[Dataset entries]

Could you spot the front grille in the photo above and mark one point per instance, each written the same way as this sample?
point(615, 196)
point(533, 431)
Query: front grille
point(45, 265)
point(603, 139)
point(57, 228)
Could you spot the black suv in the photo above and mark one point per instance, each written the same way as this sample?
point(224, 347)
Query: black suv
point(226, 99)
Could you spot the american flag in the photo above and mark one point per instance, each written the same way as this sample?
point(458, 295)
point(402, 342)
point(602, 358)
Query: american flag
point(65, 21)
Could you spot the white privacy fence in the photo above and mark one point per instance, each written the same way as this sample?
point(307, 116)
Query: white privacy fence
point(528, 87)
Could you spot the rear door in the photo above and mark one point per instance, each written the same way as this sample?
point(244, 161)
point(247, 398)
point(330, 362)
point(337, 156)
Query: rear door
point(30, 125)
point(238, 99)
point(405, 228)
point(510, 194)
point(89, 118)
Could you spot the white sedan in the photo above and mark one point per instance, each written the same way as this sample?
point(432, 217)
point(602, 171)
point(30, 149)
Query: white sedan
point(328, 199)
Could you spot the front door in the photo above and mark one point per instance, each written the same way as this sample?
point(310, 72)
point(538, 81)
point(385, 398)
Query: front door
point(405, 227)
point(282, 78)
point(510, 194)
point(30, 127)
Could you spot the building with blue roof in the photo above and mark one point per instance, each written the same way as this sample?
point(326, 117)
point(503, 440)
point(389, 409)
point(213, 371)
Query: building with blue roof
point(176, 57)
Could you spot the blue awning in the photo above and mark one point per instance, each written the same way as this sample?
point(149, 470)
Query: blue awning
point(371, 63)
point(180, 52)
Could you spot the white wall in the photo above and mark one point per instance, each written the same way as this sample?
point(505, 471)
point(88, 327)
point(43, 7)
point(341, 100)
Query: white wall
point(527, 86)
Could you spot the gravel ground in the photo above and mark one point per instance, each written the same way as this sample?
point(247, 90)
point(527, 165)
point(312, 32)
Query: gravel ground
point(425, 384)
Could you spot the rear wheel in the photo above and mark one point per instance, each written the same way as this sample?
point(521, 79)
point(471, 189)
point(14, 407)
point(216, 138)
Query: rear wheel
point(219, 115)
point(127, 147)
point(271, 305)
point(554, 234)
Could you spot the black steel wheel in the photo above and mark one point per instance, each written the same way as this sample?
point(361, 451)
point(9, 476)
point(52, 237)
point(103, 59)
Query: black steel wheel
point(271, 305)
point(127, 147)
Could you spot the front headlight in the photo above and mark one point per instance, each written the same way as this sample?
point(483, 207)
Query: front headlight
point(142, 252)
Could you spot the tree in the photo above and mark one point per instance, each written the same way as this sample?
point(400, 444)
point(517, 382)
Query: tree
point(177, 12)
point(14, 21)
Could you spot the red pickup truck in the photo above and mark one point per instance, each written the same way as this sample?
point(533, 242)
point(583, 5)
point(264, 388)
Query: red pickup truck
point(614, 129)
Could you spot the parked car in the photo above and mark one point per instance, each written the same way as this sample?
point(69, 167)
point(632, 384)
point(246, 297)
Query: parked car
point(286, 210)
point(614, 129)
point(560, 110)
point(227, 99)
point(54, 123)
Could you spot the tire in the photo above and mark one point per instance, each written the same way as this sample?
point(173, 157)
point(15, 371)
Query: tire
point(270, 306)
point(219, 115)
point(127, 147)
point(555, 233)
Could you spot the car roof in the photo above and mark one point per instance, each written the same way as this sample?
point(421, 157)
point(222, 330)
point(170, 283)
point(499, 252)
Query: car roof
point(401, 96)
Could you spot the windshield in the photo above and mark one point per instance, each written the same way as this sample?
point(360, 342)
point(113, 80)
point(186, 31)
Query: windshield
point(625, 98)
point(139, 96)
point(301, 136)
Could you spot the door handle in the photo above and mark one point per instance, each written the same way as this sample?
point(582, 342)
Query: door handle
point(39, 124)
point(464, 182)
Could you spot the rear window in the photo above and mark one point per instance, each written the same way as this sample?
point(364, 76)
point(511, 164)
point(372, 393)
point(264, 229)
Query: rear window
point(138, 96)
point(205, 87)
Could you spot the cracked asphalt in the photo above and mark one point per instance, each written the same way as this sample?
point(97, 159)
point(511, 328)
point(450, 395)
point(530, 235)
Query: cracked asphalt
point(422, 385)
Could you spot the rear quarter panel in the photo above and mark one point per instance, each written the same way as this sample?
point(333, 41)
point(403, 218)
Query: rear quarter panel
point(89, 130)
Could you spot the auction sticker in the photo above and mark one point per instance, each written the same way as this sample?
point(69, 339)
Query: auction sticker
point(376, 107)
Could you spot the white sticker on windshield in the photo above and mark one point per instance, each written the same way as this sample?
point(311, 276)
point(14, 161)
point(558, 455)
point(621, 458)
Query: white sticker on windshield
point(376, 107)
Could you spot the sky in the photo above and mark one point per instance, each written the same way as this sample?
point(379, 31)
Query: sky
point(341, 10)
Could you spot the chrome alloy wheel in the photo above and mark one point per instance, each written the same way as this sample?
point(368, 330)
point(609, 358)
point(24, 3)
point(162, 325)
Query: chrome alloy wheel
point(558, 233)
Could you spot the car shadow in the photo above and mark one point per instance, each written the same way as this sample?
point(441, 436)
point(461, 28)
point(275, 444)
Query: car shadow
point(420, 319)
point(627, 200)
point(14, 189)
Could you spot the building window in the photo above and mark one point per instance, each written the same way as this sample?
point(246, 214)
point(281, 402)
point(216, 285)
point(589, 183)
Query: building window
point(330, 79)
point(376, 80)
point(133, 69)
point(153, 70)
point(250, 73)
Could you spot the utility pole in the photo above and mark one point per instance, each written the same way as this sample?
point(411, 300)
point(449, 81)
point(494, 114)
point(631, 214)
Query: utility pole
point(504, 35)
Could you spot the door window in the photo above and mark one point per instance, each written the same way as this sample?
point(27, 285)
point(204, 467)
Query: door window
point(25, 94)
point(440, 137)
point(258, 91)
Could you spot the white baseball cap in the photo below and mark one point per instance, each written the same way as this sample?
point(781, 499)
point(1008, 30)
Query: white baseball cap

(EXERCISE) The answer must be every line from the entries above that holds the string "baseball".

(ANSWER TO THE PROBLEM)
Could you spot the white baseball cap in the photo below and mark one point per instance, each written the same way as this sample?
Query: white baseball cap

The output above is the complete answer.